Assigned task: The full set of lines below has to be written out again exactly.

Given data:

■ ■ ■ ■ ■

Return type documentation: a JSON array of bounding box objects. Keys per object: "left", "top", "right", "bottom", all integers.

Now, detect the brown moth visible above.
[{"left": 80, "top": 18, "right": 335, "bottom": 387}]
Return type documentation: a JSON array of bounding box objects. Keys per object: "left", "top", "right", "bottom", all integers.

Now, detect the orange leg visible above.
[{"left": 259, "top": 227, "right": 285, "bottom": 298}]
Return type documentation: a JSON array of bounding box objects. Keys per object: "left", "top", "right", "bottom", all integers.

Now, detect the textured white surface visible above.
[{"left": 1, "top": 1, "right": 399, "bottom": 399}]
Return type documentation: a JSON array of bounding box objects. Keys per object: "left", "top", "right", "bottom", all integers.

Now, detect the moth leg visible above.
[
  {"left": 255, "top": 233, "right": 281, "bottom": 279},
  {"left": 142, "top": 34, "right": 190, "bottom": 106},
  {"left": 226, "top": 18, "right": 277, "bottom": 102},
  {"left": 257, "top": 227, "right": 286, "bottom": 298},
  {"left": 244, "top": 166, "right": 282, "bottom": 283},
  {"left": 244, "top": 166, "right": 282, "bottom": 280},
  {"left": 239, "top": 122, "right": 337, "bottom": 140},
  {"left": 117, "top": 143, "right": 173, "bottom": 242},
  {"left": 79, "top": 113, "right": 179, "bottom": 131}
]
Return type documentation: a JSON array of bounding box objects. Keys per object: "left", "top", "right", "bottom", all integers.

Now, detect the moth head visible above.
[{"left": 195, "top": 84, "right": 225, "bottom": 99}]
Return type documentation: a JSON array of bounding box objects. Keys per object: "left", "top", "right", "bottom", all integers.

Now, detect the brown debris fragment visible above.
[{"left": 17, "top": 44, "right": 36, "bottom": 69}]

■ ■ ■ ■ ■

Written response:
Return type documentation: a JSON array of bounding box objects. Keys per object: "left", "top", "right", "bottom", all integers.

Now, detect the brown moth visible above.
[{"left": 80, "top": 18, "right": 335, "bottom": 387}]
Return type documentation: a JSON array of bounding box objects. Keys per object: "left", "top", "right", "bottom", all integers.

Now, detect the orange leg visible above.
[{"left": 259, "top": 227, "right": 285, "bottom": 298}]
Return type documentation: a JSON array of bounding box objects. Keys per object: "left", "top", "right", "bottom", all integers.

Now, detect the textured white surface visible above.
[{"left": 1, "top": 1, "right": 399, "bottom": 399}]
Return type documentation: a JSON array of bounding box objects. Keys per object: "left", "top", "right", "bottom", all integers.

Now, detect the moth leg visible above.
[
  {"left": 255, "top": 233, "right": 281, "bottom": 279},
  {"left": 142, "top": 34, "right": 190, "bottom": 106},
  {"left": 226, "top": 18, "right": 277, "bottom": 102},
  {"left": 257, "top": 227, "right": 286, "bottom": 298},
  {"left": 244, "top": 166, "right": 282, "bottom": 283},
  {"left": 244, "top": 166, "right": 282, "bottom": 280},
  {"left": 239, "top": 122, "right": 337, "bottom": 140},
  {"left": 117, "top": 143, "right": 173, "bottom": 242},
  {"left": 79, "top": 113, "right": 179, "bottom": 131}
]
Return type documentation: a JSON array of bounding box objects. Keys per object: "left", "top", "right", "bottom", all integers.

Now, detect the moth head visible above.
[{"left": 195, "top": 84, "right": 225, "bottom": 99}]
Return type documentation: a JSON array of bounding box objects. Keys per object: "left", "top", "right", "bottom", all integers.

Now, detect the brown debris fragment visible above.
[{"left": 17, "top": 44, "right": 36, "bottom": 69}]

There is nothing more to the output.